### To do
Reproduce exactly, with no other output, every line of the data below from the line containing "task | point to each instance of the red" to the end, inclusive.

### Data listing
####
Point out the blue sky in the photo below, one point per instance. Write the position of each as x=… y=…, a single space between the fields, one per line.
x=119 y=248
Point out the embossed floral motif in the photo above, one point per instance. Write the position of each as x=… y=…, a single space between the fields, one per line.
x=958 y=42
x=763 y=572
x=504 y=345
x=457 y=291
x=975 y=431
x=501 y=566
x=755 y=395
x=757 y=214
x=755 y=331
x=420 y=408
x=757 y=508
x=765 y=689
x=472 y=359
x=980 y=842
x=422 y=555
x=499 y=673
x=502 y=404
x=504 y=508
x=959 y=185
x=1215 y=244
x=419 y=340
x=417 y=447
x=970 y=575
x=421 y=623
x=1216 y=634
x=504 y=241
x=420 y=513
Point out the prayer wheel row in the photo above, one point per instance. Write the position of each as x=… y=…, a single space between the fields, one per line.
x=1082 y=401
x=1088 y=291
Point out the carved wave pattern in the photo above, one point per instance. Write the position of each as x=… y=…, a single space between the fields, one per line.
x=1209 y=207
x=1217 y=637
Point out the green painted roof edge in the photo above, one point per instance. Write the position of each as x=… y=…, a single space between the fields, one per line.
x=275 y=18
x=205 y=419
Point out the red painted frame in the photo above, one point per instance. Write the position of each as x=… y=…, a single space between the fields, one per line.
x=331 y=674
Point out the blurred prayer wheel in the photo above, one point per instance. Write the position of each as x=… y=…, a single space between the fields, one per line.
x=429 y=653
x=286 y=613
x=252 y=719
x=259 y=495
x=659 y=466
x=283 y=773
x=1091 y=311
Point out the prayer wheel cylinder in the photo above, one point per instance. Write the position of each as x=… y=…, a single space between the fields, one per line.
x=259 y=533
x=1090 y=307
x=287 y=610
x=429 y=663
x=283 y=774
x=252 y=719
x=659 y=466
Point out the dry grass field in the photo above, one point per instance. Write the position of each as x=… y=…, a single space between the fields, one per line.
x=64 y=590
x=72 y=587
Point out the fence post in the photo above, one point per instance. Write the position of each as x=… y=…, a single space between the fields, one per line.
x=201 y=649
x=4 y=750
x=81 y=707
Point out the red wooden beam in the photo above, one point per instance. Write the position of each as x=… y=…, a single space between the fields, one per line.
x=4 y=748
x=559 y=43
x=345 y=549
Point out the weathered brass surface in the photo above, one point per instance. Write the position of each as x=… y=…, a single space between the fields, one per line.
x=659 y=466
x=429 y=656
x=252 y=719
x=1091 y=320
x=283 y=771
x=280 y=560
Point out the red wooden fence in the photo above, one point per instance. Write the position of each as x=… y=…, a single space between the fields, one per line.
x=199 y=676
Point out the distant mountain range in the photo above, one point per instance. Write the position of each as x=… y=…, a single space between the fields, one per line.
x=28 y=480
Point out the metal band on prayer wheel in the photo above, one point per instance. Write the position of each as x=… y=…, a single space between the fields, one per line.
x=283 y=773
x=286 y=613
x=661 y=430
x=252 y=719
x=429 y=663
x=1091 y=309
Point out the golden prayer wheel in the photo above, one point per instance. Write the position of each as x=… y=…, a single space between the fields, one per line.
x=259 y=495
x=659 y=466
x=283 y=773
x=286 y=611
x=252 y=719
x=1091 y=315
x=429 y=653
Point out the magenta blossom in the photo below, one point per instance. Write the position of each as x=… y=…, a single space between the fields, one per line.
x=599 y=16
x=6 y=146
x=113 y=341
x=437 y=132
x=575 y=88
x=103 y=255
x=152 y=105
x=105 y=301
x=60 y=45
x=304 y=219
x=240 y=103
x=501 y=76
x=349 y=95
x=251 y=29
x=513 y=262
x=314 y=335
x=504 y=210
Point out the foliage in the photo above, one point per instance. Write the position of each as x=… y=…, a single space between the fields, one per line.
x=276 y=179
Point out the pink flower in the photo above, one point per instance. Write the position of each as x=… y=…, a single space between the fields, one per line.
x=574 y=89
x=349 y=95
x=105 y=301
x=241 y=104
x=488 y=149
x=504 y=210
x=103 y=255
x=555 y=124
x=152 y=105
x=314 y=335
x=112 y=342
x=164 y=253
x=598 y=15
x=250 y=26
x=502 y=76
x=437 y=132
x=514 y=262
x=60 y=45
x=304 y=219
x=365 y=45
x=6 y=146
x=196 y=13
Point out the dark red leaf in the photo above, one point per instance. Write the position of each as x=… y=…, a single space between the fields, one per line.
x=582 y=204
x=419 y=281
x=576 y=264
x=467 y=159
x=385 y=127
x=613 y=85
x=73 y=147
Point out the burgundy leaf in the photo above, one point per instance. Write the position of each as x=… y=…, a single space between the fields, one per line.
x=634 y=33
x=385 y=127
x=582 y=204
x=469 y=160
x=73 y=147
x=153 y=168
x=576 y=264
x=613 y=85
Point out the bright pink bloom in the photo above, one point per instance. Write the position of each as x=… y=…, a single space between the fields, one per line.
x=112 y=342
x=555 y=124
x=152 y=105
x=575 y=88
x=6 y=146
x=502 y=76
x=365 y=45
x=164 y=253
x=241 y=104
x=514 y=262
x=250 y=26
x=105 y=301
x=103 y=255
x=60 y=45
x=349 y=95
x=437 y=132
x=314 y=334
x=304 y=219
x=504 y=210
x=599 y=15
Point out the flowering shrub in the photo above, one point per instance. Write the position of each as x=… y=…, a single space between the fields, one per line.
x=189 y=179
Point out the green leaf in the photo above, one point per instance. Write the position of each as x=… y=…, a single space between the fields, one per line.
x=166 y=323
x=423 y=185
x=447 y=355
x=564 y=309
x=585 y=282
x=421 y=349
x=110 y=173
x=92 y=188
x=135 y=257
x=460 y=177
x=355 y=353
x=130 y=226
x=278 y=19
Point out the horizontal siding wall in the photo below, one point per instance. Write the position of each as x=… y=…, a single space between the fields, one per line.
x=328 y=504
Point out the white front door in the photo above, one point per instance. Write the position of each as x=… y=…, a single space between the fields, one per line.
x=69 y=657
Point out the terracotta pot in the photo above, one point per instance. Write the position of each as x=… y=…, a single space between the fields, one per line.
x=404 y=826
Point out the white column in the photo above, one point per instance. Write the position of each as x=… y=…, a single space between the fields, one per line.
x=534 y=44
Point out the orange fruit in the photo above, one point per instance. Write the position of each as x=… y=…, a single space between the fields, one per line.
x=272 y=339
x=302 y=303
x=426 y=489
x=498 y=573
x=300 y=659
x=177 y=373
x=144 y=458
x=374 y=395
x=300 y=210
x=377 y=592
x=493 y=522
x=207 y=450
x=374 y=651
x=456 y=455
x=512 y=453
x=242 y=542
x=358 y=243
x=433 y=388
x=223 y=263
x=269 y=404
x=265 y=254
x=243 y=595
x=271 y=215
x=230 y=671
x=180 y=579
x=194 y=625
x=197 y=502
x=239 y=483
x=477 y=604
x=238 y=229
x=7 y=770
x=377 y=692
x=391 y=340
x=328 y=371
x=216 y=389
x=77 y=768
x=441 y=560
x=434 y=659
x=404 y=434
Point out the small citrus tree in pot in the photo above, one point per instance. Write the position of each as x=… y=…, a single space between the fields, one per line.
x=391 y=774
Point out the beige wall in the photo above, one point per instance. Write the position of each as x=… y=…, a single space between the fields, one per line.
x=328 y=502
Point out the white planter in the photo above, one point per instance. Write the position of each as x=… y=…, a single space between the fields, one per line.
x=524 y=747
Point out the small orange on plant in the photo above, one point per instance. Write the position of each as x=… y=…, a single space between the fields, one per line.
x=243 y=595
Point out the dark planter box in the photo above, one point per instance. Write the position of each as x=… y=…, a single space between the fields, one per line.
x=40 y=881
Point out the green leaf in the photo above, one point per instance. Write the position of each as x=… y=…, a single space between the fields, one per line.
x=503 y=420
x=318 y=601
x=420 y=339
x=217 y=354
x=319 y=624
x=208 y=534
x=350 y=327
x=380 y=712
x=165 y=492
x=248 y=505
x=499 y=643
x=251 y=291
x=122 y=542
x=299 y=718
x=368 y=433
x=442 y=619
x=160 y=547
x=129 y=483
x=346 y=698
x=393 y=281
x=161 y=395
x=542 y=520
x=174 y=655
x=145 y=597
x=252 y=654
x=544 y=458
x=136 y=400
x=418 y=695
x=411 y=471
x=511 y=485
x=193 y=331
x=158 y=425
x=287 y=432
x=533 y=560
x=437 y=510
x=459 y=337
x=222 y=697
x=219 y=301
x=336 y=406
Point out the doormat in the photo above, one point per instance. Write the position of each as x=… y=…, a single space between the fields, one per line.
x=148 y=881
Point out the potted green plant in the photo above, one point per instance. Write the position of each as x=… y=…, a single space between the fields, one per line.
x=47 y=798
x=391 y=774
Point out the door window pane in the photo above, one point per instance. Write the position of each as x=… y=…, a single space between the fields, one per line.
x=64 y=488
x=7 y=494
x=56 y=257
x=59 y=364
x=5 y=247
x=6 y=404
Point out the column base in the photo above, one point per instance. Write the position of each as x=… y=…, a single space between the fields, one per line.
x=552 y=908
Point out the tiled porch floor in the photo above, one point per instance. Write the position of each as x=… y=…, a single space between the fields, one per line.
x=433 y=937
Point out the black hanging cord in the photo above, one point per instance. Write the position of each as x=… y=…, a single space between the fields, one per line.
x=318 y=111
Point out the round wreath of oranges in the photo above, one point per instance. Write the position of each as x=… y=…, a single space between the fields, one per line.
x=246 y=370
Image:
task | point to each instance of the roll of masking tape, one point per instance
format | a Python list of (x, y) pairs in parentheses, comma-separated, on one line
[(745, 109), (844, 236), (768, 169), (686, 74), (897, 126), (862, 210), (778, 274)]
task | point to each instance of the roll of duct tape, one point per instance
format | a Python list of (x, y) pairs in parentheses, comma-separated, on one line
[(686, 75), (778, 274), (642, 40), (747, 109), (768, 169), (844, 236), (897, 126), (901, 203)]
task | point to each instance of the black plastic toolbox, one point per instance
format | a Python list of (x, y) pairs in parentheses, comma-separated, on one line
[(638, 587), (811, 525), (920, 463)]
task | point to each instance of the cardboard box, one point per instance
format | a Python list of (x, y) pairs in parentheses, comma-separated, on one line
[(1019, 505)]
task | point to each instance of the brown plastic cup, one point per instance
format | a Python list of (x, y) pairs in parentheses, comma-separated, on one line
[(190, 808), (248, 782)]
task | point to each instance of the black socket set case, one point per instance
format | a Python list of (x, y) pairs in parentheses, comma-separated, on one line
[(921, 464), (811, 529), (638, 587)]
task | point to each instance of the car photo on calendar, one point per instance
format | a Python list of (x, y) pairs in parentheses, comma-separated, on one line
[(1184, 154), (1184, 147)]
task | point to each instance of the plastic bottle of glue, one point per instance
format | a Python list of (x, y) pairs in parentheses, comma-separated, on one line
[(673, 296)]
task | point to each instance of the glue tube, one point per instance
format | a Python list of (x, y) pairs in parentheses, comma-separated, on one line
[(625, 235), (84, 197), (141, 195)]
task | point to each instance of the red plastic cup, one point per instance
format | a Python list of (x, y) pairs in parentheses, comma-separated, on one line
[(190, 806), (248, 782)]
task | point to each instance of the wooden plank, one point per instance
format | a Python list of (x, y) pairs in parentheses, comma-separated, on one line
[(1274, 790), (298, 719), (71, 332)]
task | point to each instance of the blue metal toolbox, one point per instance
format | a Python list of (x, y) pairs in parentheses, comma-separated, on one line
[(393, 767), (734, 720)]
####
### Completed task
task | point to each instance of the red plastic cup, one point per instance
format | a Python list of (x, y) pairs in parentheses, comma-separated, on one line
[(190, 806), (248, 782)]
task | point to each instance of the wooden plank, one point per instance
format | a Python list of (x, y) pairs in parentheses, comma-separated, on one line
[(1274, 790), (298, 719), (71, 332)]
task | point to each instance of the blue metal toolbox, one point per instance
format | a Python list of (x, y) pairs in parentheses, comma-separated, on one line
[(393, 767), (734, 720)]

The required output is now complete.